__Text passage__
***
  • Inspired me

    By Gamer holdem
    Great!! Made in America inspired me to look even closer and more often than I do for made in America products. A lot of the info I was not aware of. New web sites and places that sell American made. Plus I know the meaning now behind certified made in America. Great job guys and gals!! 👍👍👍👍👍🇺🇸
  • Made in the USA

    By Synctest
    I really wanted this to be good. Came up short on everything from production value to content. It became unwatchable after a point.
  • Not Made In Full.

    By Dj Shynee
    This documentary has a decent point. But it was executed poorly. My biggest problem with it is there are no African American businesses interviewed. Everyone interviewed for this film was Caucasian except the French lady. It makes it seem like American pride only fits the white narrative. Our country is filled with people from all walks of life and all races. It can't be that difficult to find businesses that include that. But, I guess a film maker from rural WV may only see things a certain way. The film struggles to pull at the pride strings with goofy monologues that seem to try to hard. I think he has the right mindset on trying to figure out a way to bring back American ingenuity and workmanship. But it's a bit deeper than can I sit on a chair that was made in China. It's not the small business that need a push back toward the American Dream. It's the big ones. Why not interview someone from Walmart or Target or Microsoft or GE. The big companies that bring in billions of dollars while using foreign work and keep their money overseas for tax benefits. Why didn't you get ahold of more congressman the two times you were in DC. Like I said. The film lacked proper execution. Do a sequel and push some of the right buttons.
  • Pretty shallow

    By musicov
    This is a pretty shallow documentary. Very little research seems to have gone into making it and the viewer is never presented any real data to back up the narrators/travelers/interviewers claims. It also has a strange flow to it, watching these guys criss-cross the country in no particular order. The constant (dramatic/patriotic) background music feels unprofessional as well. Now, the good parts: You do get to see parts of the country you usually never get to see, and yes, it does speak to the heart of a real change in the American economy. This change has obviously been dramatic and tragic for many middle-class families, but it came short trying to explain or show what our new economy looks like. Heavy, labor-intensive and unionized workforces are simply a relic from the past, given manufacturing automation (even if it were to come back to the USA). What we are seeing is simply a transition to a knowledge economy. A trip to Austin, Portland, Boston, New York or Silicon Valley could have showed you that.
***
__Records supplied__
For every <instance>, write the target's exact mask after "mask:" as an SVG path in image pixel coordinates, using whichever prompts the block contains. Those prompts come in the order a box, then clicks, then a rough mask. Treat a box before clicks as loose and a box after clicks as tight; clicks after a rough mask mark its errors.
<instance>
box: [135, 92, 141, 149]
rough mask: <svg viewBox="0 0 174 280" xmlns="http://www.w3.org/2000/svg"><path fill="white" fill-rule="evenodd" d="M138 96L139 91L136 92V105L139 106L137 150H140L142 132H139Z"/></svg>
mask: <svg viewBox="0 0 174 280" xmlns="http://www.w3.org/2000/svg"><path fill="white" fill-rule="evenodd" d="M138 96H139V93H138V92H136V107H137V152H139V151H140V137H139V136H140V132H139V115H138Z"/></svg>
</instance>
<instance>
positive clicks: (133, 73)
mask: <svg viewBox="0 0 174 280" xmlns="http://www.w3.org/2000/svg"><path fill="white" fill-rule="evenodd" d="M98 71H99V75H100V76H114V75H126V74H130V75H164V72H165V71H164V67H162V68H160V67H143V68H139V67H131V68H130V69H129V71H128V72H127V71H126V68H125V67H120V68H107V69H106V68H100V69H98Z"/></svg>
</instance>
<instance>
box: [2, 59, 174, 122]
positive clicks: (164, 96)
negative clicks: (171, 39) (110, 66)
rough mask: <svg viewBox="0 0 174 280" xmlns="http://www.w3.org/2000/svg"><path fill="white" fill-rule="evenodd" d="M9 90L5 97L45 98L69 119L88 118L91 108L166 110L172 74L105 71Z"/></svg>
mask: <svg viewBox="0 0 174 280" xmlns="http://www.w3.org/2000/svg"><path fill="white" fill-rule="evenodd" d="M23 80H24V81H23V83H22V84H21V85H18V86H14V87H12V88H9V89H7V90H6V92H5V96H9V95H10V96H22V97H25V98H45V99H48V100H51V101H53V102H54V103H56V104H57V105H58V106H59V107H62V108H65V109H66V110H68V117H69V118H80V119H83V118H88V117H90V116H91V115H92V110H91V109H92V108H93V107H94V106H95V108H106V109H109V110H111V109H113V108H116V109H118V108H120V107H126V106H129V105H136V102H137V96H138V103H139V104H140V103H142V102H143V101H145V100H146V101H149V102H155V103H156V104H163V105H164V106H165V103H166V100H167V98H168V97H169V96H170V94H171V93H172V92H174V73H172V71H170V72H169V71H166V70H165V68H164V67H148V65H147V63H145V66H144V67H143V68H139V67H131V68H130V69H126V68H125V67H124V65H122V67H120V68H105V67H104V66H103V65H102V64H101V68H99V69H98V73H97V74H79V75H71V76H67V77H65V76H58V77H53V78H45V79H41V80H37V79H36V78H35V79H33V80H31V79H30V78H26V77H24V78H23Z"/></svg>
***
__Exercises__
1) Using the documentary reviews, decide whether each statement below agrees with the text: (a) Synctest says the film became unwatchable after a point; (b) Dj Shynee says every person interviewed for the film was Caucasian; (c) musicov finds the background music professional. Answer yes or no for each, quoting the deciding words of the text.
2) Rewrite the part of the documentary reviews that opens with the words containing "By Gamer holdem" and closes with "after a point.", putting "cinematography" in place of "production value".
3) Carry on the documentary reviews from the point where they stop.

__Responses to the tasks__
1)
(a) Yes: "It became unwatchable after a point."
(b) No: "Everyone interviewed for this film was Caucasian except the French lady."
(c) No: "The constant (dramatic/patriotic) background music feels unprofessional as well."

2)
By Gamer holdem
    Great!! Made in America inspired me to look even closer and more often than I do for made in America products. A lot of the info I was not aware of. New web sites and places that sell American made. Plus I know the meaning now behind certified made in America. Great job guys and gals!! 👍👍👍👍👍🇺🇸
  • Made in the USA

    By Synctest
    I really wanted this to be good. Came up short on everything from cinematography to content. It became unwatchable after a point.

3)
  • Product Chain

    By ItsMagicMan
    Even if a product has Made in the USA written on it, does not mean the production chain is purely US made. In a connected world like today, it would be nearly impossible to find all products you need for living only in the US (or any other country of choice).
  • Sadly a wasted opportunity - this film put me to sleep

    By Lucaseng
    Is the Apple device you're using an American product? What does "designed in California. Made in China" really mean? The social, political and economic impact of global trade is highly complex and deserves more attention - sadly this film doesn't do it justice in any way. Interviews with small fish local business people by a guy who tries to use a poorly executed carnival trick of no non-US products for 30 days misses the point. The car he rides in may be an American brand but many of the parts come from foreign companies - and US companies with foreign operations. The investors and the company's best customers are also often foreign. Has global trade raised the standard of living for Americans and/or those abroad? Great question which the film doesn't even try to answer.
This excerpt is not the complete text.